## INSTRUCTION
Rewrite the entries below, replacing "shoreline" with "water's edge" and leaving everything else unchanged. Omit the pictures from your version.

Picture annotation entries:
-=-=-=-=-
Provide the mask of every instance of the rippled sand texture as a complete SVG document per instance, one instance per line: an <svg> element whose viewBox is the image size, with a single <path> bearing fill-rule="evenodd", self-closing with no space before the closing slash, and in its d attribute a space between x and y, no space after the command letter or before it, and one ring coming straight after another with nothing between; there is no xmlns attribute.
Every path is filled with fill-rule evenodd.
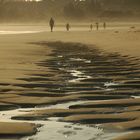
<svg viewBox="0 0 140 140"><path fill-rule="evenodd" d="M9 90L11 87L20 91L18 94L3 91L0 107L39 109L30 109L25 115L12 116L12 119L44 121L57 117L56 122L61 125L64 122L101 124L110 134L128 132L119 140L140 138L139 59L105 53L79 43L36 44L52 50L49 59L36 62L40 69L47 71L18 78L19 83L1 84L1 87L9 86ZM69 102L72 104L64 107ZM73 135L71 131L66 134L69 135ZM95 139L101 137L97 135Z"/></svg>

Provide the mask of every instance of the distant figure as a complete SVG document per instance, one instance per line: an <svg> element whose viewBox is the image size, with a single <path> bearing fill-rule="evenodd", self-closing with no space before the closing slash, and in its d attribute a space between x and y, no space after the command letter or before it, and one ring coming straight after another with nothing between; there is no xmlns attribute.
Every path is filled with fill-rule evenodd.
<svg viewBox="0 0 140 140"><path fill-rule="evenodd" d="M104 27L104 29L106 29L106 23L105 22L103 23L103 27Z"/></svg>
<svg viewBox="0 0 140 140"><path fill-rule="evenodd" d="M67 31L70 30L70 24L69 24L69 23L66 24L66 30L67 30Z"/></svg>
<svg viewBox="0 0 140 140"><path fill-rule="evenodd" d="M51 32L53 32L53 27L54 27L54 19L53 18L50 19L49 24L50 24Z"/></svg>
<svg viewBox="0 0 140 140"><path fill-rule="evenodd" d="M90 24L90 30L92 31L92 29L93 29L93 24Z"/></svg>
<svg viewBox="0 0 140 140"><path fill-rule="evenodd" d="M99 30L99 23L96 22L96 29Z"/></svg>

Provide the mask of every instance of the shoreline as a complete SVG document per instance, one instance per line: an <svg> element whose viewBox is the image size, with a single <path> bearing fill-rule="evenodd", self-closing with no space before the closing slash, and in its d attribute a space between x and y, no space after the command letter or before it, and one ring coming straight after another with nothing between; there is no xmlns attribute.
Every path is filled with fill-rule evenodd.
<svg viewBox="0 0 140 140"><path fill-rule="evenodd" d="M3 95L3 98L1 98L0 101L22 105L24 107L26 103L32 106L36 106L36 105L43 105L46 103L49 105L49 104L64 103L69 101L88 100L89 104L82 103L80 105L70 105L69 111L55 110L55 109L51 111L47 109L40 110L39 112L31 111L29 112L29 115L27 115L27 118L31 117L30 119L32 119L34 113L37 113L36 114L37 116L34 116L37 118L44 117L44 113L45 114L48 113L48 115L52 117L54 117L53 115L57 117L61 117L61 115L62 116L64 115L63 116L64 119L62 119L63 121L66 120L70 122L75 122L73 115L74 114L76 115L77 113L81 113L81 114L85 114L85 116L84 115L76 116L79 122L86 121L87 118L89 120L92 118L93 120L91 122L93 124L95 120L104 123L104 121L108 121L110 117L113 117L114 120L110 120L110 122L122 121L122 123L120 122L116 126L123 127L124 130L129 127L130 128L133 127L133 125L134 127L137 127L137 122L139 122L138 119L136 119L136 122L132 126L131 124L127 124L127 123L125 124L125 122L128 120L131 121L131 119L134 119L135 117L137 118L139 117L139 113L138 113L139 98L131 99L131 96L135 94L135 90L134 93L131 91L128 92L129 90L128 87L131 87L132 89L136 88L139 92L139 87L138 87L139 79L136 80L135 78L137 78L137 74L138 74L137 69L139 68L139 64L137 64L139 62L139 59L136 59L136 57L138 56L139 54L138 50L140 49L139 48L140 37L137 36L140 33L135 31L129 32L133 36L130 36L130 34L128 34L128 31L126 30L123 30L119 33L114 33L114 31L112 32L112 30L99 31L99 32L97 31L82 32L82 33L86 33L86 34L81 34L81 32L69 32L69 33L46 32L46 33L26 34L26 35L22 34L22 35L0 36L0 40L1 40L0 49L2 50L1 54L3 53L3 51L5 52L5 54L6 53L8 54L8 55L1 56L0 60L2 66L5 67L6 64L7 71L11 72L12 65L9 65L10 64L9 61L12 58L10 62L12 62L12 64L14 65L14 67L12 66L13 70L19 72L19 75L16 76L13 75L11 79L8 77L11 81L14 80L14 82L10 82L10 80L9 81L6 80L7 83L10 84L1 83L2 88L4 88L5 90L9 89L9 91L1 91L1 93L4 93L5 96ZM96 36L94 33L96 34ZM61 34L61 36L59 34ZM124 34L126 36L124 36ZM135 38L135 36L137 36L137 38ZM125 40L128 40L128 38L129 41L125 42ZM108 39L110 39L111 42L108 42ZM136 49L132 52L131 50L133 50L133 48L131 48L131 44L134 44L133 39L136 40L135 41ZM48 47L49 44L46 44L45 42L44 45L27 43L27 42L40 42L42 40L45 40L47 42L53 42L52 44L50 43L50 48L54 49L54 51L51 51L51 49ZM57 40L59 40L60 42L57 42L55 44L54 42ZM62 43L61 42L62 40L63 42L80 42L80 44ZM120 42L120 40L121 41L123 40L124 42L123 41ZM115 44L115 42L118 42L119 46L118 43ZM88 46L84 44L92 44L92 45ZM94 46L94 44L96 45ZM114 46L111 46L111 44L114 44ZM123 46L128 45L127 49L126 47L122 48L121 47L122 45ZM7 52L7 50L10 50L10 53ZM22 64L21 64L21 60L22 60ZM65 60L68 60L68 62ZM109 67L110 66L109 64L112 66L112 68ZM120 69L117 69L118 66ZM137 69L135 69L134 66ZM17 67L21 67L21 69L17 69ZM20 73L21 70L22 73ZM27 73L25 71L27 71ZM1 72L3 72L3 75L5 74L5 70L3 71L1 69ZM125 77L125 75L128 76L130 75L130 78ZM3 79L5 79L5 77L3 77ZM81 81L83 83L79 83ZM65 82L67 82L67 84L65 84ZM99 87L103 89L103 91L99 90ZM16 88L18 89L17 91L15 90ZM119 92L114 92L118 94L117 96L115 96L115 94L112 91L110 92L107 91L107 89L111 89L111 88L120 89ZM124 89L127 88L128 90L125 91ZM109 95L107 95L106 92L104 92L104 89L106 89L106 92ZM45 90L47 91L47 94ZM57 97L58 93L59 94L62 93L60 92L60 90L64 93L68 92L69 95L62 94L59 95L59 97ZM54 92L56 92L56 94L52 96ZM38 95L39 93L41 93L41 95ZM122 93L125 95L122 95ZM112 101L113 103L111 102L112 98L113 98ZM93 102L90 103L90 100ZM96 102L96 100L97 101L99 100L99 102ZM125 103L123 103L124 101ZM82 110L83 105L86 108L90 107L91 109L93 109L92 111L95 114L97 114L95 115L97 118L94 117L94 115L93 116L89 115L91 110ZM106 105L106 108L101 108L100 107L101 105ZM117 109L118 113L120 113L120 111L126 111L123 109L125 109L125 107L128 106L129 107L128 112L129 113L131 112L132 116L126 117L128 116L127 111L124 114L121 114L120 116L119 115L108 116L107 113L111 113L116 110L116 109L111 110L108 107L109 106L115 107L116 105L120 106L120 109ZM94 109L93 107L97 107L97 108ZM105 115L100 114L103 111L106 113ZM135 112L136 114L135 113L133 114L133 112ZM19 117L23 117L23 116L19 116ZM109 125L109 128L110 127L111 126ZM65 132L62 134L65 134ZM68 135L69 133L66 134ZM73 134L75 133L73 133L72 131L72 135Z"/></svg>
-=-=-=-=-
## ANSWER
Provide the mask of every instance of the rippled sand texture as a complete SVG document per instance, one instance per line: an <svg> element whose viewBox is the image size, with a single <path> bearing fill-rule="evenodd", self-closing with no space before the closing slash, and in its d attribute a space between x and y, no space after the command letter or before it, and one ring coming straight after another with nothing between; there is no xmlns attribute.
Every path is filled with fill-rule evenodd.
<svg viewBox="0 0 140 140"><path fill-rule="evenodd" d="M9 90L11 87L20 91L18 94L3 91L0 107L39 109L30 109L25 115L12 116L12 119L44 121L57 117L56 122L61 125L64 122L101 124L110 134L128 132L119 140L140 138L139 59L105 53L79 43L36 44L52 50L49 59L36 62L40 69L47 71L18 78L19 83L1 84L1 87L9 86ZM69 102L72 104L64 107ZM73 135L71 131L66 134L69 135ZM95 139L101 137L97 135Z"/></svg>

Provide the mask of every instance of the distant figure as a complete SVG document per instance, one instance per line: an <svg> element whose viewBox is the image size, with a single <path> bearing fill-rule="evenodd", self-closing with no space before the closing slash, and in its d attribute a space between x and y, no space after the command letter or before it, and one ring coming straight after another with nothing between; there is no xmlns attribute.
Every path is filled with fill-rule evenodd.
<svg viewBox="0 0 140 140"><path fill-rule="evenodd" d="M104 27L104 29L106 29L106 23L105 22L103 23L103 27Z"/></svg>
<svg viewBox="0 0 140 140"><path fill-rule="evenodd" d="M67 31L70 30L70 24L69 24L69 23L66 24L66 30L67 30Z"/></svg>
<svg viewBox="0 0 140 140"><path fill-rule="evenodd" d="M51 32L53 32L53 27L54 27L54 19L53 18L50 19L49 24L50 24Z"/></svg>
<svg viewBox="0 0 140 140"><path fill-rule="evenodd" d="M90 24L90 30L92 31L92 29L93 29L93 24Z"/></svg>
<svg viewBox="0 0 140 140"><path fill-rule="evenodd" d="M99 30L99 23L96 22L96 29Z"/></svg>

Provide the mask of every instance of the water's edge as a complete SVG document per instance, one instance per line: an <svg> element whose viewBox is the image size, with a single <path> bearing fill-rule="evenodd", self-closing with no space before the closing slash, and in its d attribute a space between x and y, no space after the command letter or before it, and one ring coming straight after another with nothing between; there is no xmlns attribute.
Every path is filled with fill-rule evenodd.
<svg viewBox="0 0 140 140"><path fill-rule="evenodd" d="M3 95L3 98L1 98L0 101L22 105L24 107L26 103L32 106L36 106L36 105L43 105L46 103L49 105L49 104L64 103L69 101L88 100L89 104L82 103L80 105L70 105L69 111L55 110L55 109L51 111L47 109L40 110L39 112L31 111L29 112L29 115L27 115L27 118L31 117L30 119L32 119L34 113L37 113L36 114L37 116L34 116L37 118L44 117L44 113L45 114L48 113L48 115L52 117L54 117L53 115L57 117L61 117L61 115L62 116L64 115L63 116L64 119L62 119L63 121L66 120L70 122L75 122L73 115L74 114L76 115L77 113L81 113L81 114L85 114L85 116L84 115L76 116L79 122L86 121L87 118L89 120L92 118L93 120L91 122L93 124L95 120L104 123L104 121L108 121L110 117L113 117L114 120L110 120L110 122L122 121L122 123L120 122L116 126L123 127L124 130L129 127L130 128L133 127L133 125L134 127L137 127L137 122L139 122L138 119L136 119L136 122L132 126L131 124L127 124L127 123L125 124L125 122L128 120L131 121L131 119L134 119L135 117L137 118L139 117L139 113L138 113L139 98L131 99L131 96L135 94L135 90L134 93L131 91L128 92L129 90L128 87L131 87L132 89L136 88L139 92L139 87L138 87L139 79L136 80L135 78L137 78L137 74L138 74L137 69L139 68L139 64L137 64L139 62L139 59L136 59L136 57L138 56L139 54L138 50L140 49L139 48L140 37L137 36L140 33L135 31L129 32L133 36L130 36L130 34L128 34L128 31L126 30L123 30L119 33L114 33L114 31L112 32L112 30L99 31L99 32L97 31L82 32L82 33L86 33L86 34L81 34L81 32L69 32L69 33L46 32L46 33L26 34L26 35L22 34L22 35L0 36L0 40L1 40L0 49L2 50L1 54L3 53L3 51L5 52L5 54L6 53L8 54L8 55L1 56L0 60L2 66L5 67L6 64L7 71L11 72L12 65L9 65L10 64L9 61L12 58L10 62L12 62L12 64L14 65L14 67L12 66L13 70L19 72L19 75L16 76L13 75L11 79L8 77L11 81L14 80L14 82L10 82L10 80L9 81L6 80L7 83L10 84L1 83L2 88L4 88L5 90L9 89L9 91L1 91L1 93L4 93L5 96ZM96 36L94 33L96 34ZM61 34L61 36L59 34ZM124 34L126 36L124 36ZM135 38L135 36L137 36L137 38ZM125 40L128 40L128 38L129 41L125 42ZM108 39L110 39L111 42L108 42ZM136 49L132 52L131 50L133 50L133 48L131 48L131 44L134 44L133 39L136 40L135 41ZM48 47L49 44L46 44L45 42L44 45L27 43L27 42L40 42L42 40L45 40L47 42L53 42L52 44L50 43L50 48L54 49L54 51L51 51L51 49ZM57 40L59 40L60 42L57 42L55 44L54 42ZM62 43L61 42L62 40L63 42L80 42L80 44ZM120 42L120 40L121 41L123 40L124 42L123 41ZM115 44L115 42L118 42L119 46L118 43ZM88 46L84 44L92 44L92 45ZM94 46L94 44L96 45ZM114 46L111 46L111 44L114 44ZM123 46L128 45L127 49L126 47L122 48L121 47L122 45ZM7 52L7 50L10 50L10 53ZM22 64L21 64L21 60L22 60ZM65 60L68 60L68 62ZM109 67L110 66L109 64L112 66L112 68ZM120 69L117 69L118 66ZM137 69L135 69L134 66ZM17 67L21 67L21 69L17 69ZM20 73L21 70L22 73ZM27 73L25 71L27 71ZM1 72L3 72L3 75L5 74L5 70L3 71L1 69ZM125 77L125 75L128 76L130 75L130 78ZM3 79L5 79L5 77L3 77ZM81 81L83 83L79 83ZM65 82L67 82L67 84L65 84ZM99 87L103 89L103 91L99 90ZM16 88L18 89L17 91L15 90ZM119 92L114 92L118 94L117 96L115 96L115 94L112 91L110 92L107 91L107 89L111 89L111 88L120 89ZM124 89L127 88L128 90L125 91ZM109 95L107 95L106 92L104 92L104 89L106 89L106 92ZM45 90L47 91L47 94ZM57 97L58 93L59 94L62 93L60 92L60 90L64 93L68 92L69 95L62 94L59 95L59 97ZM54 92L56 92L56 94L52 96ZM38 95L39 93L41 93L41 95ZM122 93L125 95L122 95ZM112 101L113 103L111 102L112 98L113 98ZM93 102L90 103L90 100ZM96 102L96 100L97 101L99 100L99 102ZM125 103L123 103L124 101ZM82 110L83 105L86 108L90 107L91 109L93 109L92 111L95 114L97 114L95 115L97 118L94 117L94 115L93 116L89 115L91 110ZM106 105L106 108L101 108L100 107L101 105ZM117 109L118 113L120 113L120 111L126 111L123 109L125 109L125 107L128 106L129 107L128 112L129 113L131 112L132 116L126 117L128 116L127 111L124 114L121 114L120 116L119 115L108 116L107 113L111 113L116 110L116 109L111 110L108 107L109 106L115 107L116 105L120 106L120 109ZM94 109L93 107L97 107L97 108ZM105 115L100 114L103 111L106 113ZM135 112L136 114L135 113L133 114L133 112ZM19 117L23 117L23 116L19 116ZM109 125L109 128L110 127L111 126ZM65 132L62 134L65 134ZM68 135L69 133L66 134ZM73 134L75 133L73 133L72 131L72 135Z"/></svg>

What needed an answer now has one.